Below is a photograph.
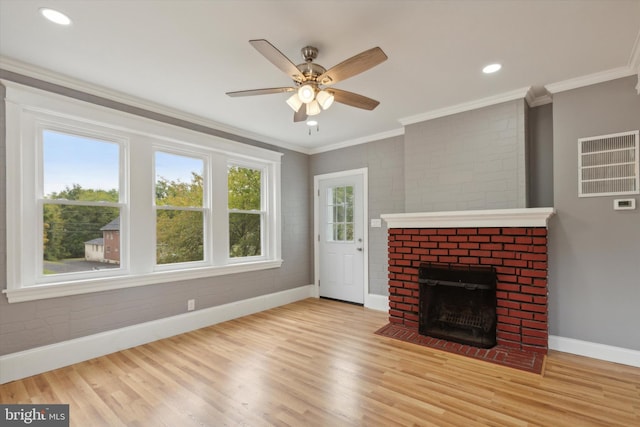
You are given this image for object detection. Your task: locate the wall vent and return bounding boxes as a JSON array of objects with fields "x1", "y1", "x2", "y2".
[{"x1": 578, "y1": 130, "x2": 640, "y2": 197}]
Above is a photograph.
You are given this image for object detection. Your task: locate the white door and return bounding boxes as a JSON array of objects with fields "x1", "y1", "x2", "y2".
[{"x1": 316, "y1": 171, "x2": 366, "y2": 304}]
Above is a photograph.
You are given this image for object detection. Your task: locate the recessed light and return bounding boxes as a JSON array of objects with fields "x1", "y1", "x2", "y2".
[
  {"x1": 482, "y1": 64, "x2": 502, "y2": 74},
  {"x1": 40, "y1": 7, "x2": 71, "y2": 25}
]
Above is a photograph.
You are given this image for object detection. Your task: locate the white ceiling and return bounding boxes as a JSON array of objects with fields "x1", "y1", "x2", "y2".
[{"x1": 0, "y1": 0, "x2": 640, "y2": 153}]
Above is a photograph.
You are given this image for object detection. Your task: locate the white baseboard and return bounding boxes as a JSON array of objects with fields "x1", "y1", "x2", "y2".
[
  {"x1": 0, "y1": 285, "x2": 315, "y2": 384},
  {"x1": 549, "y1": 335, "x2": 640, "y2": 368},
  {"x1": 364, "y1": 294, "x2": 389, "y2": 311}
]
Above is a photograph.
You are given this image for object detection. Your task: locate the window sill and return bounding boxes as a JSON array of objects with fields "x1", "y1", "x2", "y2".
[{"x1": 2, "y1": 260, "x2": 282, "y2": 303}]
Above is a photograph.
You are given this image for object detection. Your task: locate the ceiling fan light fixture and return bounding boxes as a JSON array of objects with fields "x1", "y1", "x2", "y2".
[
  {"x1": 482, "y1": 63, "x2": 502, "y2": 74},
  {"x1": 307, "y1": 100, "x2": 322, "y2": 116},
  {"x1": 316, "y1": 90, "x2": 335, "y2": 110},
  {"x1": 40, "y1": 7, "x2": 71, "y2": 25},
  {"x1": 287, "y1": 93, "x2": 303, "y2": 113},
  {"x1": 298, "y1": 84, "x2": 316, "y2": 104}
]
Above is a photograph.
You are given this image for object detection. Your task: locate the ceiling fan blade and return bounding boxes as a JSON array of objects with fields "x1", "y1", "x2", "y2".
[
  {"x1": 329, "y1": 89, "x2": 380, "y2": 110},
  {"x1": 227, "y1": 87, "x2": 296, "y2": 97},
  {"x1": 317, "y1": 47, "x2": 387, "y2": 85},
  {"x1": 249, "y1": 39, "x2": 304, "y2": 82},
  {"x1": 293, "y1": 105, "x2": 308, "y2": 123}
]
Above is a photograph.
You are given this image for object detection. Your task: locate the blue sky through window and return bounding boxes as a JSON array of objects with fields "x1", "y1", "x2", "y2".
[
  {"x1": 156, "y1": 151, "x2": 204, "y2": 183},
  {"x1": 42, "y1": 130, "x2": 120, "y2": 197}
]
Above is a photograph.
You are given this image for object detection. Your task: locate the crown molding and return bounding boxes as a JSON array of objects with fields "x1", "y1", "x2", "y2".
[
  {"x1": 545, "y1": 66, "x2": 635, "y2": 94},
  {"x1": 307, "y1": 127, "x2": 404, "y2": 154},
  {"x1": 399, "y1": 86, "x2": 531, "y2": 126},
  {"x1": 0, "y1": 55, "x2": 309, "y2": 154}
]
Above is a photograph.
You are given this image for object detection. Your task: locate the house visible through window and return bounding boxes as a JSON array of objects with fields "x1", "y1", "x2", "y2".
[
  {"x1": 41, "y1": 129, "x2": 120, "y2": 275},
  {"x1": 5, "y1": 84, "x2": 282, "y2": 302}
]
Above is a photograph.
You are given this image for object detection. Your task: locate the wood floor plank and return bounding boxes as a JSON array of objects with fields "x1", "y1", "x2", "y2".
[{"x1": 0, "y1": 299, "x2": 640, "y2": 427}]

* **Job**
Pick out each line in the rows above that contains the word "white" and copy it.

* **Exercise output**
You are given this image for object detection. Your task: locate the white door and return bounding boxes as a JSON array of objects with fields "x1", "y1", "x2", "y2".
You are given this image for object detection. Your task: locate the white ceiling and return bounding boxes as a JSON array of objects with fields "x1", "y1", "x2", "y2".
You are given this image for object detection. Your task: locate the white baseboard and return bounding boxes as a JSON array of objects with fields "x1", "y1", "x2", "y2".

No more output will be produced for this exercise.